* _TEXT SEGMENT_:
Supercuts, owned by Regis Corp., is Great Clips' closest competitor in the number of stores, with 2,100. Fantastic Sams has 1,300. (While Great Clips claims to be the largest hair care brand, Regis, also based in Edina, is much bigger, with 12,800 locations worldwide, split among many brands, including Regis Salons, MasterCuts and Cost Cutters.)
Maschmeyer noted Great Clips also profits from its location in suburban strip centers, doing much better than bigger malls in this economy. Regis has many mall-based and upscale brands and has closed salons, laid off staff and had trouble reducing its high-cost debt. Its value-priced chains are doing better than high-ends, but Supercuts still only registered 0.7 percent same-store sales growth last year.
Great Clips has lost about three to five customers a week to delays and people switching salons, so it's boosting efforts to lure first-timers. A computerized customer tracking system shows if a new customer has returned or if an every-six week customer is going longer between cuts. That means offering aggressive discounts and sending out free offers to new customers if they come back. Olsen figures it takes two or three visits to turn someone into a regular customer.
"I started going because of the convenience and price and just got used to the same person," said Guenther, who pays about $18 plus tip for a cut and shampoo.
The partnership seems to work well for the siblings.
Barton is the second-oldest of six kids, and the only male. Olsen is four years younger, and, thanks to the earlier arrival of twin sister Rhonda (all siblings have "R" names), she's No. 5 in birth order. Growing up, the family lived in cities around Iowa but settled in the Twin Cities before Barton's junior year in high school.
Barton and Olsen describe their mother, Alice, as a "serial entrepreneur" who ran a drive-in restaurant in the Twin Cities and had a wine and cheese shop. She was the bookkeeper when Barton's wife, Mary Lou, opened the first Great Clips franchise, and soon became a franchise owner herself.

[Dataset records]
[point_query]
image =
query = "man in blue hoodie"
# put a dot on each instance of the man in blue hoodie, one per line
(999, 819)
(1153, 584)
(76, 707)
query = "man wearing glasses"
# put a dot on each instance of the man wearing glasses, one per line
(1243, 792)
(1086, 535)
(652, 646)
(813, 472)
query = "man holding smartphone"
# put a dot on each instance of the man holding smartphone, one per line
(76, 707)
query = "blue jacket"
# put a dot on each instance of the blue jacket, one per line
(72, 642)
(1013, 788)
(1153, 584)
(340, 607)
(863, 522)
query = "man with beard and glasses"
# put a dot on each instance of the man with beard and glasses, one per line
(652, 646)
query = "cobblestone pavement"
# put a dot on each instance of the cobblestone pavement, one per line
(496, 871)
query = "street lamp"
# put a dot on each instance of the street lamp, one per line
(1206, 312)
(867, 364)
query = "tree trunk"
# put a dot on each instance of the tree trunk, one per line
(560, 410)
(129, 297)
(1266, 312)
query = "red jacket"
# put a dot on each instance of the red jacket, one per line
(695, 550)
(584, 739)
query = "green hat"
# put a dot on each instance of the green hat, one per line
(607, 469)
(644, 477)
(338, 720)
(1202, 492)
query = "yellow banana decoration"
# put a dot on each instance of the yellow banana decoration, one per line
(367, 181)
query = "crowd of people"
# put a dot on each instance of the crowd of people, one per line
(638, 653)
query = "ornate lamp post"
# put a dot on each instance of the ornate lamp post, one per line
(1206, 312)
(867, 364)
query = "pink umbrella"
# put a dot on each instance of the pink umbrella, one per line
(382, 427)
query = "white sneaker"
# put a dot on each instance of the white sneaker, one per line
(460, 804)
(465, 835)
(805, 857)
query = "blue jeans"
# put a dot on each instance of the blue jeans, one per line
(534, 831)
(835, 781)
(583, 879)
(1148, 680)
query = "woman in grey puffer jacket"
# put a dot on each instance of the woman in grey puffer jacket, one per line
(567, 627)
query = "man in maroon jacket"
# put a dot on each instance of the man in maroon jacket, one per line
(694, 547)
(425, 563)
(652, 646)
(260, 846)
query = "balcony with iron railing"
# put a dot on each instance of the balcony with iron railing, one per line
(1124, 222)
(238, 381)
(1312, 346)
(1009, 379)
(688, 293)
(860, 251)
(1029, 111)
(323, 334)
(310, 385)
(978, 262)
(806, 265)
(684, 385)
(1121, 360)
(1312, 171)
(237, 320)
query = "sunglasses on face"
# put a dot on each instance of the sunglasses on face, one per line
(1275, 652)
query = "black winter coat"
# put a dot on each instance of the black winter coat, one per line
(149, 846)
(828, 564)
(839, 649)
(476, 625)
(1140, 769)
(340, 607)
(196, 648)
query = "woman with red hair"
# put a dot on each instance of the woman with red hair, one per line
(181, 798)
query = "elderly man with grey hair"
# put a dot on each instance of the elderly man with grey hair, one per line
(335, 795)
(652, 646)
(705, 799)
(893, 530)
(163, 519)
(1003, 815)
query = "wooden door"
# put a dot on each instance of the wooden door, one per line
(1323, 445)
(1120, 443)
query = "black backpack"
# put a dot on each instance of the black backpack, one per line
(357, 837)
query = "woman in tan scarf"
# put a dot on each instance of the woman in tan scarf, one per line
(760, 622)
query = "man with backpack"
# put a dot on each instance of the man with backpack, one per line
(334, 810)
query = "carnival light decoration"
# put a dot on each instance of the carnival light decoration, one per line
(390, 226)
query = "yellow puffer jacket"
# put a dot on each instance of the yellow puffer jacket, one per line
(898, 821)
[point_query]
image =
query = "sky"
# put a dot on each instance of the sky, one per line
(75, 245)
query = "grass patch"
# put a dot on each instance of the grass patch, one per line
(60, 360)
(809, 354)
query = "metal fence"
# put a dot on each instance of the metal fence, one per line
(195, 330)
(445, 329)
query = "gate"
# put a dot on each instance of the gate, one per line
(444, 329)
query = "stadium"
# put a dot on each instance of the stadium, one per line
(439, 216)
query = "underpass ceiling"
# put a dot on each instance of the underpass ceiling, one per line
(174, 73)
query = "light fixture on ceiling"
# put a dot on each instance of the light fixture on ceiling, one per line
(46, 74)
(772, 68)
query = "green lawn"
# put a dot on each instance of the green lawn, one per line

* _WORK REQUEST_: According to the Great Clips text, why is the company stepping up its efforts to attract first-time customers? Answer in one to three sentences.

* _THE COMPLETED TASK_: Great Clips has been losing about three to five customers a week to delays and to people switching salons. To make up for those losses, it is working harder to draw in first-timers.